● **AIM**
Copy the lines below word for word, everything from the line containing "Exercise. For every instance of the white support" down to the line containing "Target: white support post", both included.

(Coordinate labeling data)

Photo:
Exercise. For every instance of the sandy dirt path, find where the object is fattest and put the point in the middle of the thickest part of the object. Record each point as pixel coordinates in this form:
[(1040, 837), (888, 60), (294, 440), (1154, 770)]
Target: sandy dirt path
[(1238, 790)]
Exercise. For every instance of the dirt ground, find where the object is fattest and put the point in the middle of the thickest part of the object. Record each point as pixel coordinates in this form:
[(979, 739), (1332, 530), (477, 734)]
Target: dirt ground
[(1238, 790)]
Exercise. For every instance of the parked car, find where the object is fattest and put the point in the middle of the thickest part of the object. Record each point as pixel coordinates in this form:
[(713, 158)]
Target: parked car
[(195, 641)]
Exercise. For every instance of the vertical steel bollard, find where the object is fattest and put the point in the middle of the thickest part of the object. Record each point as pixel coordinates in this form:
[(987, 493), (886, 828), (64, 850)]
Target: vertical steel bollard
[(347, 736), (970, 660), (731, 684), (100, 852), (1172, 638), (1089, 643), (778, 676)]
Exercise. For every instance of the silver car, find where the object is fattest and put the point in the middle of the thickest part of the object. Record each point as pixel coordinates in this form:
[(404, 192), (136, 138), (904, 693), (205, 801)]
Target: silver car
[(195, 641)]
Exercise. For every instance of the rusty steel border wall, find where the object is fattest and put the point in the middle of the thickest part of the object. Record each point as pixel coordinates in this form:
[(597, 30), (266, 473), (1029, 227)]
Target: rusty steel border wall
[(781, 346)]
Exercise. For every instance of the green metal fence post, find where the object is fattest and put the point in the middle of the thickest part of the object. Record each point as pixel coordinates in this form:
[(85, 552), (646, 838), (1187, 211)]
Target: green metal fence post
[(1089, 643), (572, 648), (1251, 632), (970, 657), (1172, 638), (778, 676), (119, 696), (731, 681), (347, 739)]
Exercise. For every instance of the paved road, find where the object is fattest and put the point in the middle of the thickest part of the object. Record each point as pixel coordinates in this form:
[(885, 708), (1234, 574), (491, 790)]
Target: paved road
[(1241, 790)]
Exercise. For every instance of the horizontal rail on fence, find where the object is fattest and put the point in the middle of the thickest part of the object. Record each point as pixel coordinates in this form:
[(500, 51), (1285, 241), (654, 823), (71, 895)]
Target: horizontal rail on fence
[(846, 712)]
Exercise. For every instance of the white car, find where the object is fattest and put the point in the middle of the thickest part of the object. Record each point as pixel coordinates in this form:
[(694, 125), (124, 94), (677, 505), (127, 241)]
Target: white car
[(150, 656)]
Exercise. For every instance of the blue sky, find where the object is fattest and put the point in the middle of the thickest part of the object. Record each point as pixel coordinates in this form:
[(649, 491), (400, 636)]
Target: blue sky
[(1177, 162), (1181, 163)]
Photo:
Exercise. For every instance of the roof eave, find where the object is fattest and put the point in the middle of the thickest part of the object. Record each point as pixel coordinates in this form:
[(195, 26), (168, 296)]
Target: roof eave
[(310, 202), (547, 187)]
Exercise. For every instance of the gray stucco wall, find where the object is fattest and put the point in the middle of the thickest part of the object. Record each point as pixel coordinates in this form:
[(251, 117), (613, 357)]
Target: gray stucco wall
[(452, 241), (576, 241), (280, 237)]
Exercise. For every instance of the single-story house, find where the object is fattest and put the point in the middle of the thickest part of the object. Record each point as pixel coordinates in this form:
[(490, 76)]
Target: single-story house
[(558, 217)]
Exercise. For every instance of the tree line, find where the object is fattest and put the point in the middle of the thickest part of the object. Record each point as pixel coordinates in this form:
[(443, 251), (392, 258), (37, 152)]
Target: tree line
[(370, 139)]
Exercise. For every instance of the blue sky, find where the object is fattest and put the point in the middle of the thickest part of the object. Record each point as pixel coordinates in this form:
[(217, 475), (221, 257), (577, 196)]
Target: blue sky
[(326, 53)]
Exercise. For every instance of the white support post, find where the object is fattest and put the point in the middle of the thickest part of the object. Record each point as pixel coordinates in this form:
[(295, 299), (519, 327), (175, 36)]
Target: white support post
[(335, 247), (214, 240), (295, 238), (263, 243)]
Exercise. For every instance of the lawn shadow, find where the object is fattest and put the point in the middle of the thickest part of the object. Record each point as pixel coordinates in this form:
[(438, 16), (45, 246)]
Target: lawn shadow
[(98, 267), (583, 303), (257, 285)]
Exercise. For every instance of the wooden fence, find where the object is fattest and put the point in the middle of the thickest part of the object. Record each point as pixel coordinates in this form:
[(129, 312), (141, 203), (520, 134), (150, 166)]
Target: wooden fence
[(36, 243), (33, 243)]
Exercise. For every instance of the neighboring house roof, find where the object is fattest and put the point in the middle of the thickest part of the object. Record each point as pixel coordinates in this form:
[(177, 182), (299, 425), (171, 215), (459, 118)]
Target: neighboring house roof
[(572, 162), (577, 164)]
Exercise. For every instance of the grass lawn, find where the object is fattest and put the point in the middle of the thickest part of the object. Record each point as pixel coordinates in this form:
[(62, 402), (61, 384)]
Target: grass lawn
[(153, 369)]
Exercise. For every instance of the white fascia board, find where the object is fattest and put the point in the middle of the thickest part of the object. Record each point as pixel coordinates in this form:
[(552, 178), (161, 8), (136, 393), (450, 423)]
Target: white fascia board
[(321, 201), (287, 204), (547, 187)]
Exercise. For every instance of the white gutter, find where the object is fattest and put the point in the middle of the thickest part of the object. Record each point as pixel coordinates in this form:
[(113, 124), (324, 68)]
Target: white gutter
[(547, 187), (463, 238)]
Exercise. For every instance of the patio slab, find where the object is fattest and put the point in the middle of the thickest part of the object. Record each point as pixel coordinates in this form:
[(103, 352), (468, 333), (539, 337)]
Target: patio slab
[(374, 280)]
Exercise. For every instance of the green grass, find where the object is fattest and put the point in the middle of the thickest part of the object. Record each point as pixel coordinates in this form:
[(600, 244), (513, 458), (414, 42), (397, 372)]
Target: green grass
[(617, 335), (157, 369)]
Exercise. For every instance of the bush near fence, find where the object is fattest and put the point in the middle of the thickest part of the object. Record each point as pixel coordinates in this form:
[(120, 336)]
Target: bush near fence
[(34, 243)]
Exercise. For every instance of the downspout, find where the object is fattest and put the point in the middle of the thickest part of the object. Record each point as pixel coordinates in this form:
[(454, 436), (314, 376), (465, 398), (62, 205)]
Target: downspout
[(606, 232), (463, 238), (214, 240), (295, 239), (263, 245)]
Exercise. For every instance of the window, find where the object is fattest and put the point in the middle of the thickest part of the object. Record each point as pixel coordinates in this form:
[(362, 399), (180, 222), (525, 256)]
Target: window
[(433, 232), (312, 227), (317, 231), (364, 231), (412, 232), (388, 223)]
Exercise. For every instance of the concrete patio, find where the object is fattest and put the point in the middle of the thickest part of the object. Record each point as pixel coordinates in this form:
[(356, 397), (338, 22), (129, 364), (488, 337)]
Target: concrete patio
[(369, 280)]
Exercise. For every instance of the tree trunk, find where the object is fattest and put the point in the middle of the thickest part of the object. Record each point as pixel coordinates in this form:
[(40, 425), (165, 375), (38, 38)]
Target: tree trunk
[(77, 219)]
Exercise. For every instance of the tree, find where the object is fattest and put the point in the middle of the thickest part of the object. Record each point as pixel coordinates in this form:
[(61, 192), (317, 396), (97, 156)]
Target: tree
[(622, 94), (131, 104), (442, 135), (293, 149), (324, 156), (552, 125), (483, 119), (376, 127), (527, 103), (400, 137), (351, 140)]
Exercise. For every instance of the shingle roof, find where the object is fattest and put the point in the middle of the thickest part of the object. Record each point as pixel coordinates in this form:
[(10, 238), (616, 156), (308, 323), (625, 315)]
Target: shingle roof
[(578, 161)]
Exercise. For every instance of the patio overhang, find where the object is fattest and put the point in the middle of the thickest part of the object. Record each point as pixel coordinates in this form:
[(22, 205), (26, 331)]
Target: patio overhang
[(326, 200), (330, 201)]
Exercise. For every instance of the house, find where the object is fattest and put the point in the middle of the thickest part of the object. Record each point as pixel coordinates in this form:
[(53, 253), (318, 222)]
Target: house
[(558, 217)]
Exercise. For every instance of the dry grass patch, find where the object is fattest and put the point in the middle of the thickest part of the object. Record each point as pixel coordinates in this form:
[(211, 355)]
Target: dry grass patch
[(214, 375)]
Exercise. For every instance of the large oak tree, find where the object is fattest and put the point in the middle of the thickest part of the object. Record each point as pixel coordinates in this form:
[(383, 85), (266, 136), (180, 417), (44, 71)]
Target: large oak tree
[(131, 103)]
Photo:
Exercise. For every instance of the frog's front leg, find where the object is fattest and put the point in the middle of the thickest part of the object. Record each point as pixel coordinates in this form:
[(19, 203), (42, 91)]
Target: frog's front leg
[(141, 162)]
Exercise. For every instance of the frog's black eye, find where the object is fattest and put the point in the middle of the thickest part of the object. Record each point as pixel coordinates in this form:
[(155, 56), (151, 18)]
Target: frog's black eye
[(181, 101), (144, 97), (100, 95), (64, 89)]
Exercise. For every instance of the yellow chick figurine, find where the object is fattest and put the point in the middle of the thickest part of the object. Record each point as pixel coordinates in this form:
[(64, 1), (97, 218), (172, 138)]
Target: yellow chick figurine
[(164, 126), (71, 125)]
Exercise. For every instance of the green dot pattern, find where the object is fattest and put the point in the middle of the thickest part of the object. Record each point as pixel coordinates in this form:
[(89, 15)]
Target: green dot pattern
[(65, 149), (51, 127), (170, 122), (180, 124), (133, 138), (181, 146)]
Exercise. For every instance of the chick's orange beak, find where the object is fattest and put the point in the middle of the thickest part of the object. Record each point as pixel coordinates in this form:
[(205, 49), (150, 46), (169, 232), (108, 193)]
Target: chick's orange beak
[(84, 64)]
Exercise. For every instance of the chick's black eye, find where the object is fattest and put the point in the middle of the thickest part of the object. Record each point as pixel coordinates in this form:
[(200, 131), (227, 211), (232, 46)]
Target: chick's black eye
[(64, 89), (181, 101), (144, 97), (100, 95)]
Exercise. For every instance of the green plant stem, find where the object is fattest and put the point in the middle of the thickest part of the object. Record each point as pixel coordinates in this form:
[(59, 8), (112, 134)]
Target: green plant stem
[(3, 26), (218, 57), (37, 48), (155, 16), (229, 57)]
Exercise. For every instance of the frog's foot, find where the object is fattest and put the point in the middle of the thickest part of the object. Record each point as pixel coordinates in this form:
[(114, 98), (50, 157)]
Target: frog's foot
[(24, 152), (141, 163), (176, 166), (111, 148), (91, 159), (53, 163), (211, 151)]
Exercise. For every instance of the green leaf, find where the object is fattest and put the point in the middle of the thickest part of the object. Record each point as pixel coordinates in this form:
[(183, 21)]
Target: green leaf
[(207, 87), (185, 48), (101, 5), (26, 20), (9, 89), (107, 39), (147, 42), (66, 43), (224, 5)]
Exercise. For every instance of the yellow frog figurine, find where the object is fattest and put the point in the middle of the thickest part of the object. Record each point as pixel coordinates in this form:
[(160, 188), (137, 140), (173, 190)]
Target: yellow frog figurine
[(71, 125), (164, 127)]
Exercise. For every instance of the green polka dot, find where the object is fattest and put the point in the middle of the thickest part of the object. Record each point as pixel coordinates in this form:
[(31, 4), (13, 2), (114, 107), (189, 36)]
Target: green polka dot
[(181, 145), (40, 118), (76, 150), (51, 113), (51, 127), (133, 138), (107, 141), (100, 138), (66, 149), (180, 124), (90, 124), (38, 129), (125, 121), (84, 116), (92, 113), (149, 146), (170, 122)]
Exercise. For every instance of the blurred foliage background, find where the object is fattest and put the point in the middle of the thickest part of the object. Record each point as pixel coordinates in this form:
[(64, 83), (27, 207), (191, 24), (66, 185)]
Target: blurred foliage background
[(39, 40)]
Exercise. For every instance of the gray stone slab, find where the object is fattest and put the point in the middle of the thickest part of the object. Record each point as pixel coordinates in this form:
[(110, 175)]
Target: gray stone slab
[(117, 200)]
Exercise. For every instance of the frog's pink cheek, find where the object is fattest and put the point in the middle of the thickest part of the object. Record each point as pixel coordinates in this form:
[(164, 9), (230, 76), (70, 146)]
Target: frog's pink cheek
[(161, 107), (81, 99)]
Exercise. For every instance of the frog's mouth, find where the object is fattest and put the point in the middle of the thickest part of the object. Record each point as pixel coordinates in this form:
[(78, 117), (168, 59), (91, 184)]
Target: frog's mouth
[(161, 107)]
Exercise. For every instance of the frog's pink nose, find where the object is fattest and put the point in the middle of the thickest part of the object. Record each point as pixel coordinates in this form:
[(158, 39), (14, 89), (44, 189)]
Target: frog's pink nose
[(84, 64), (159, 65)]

● **WRITTEN RESPONSE**
Exercise. For every instance of the white support post, find where the object is fattest and put the point in the middle of the thickest part of the object. Record each point as pixel coordinates in this form:
[(295, 299), (519, 327), (175, 36)]
Target: white support post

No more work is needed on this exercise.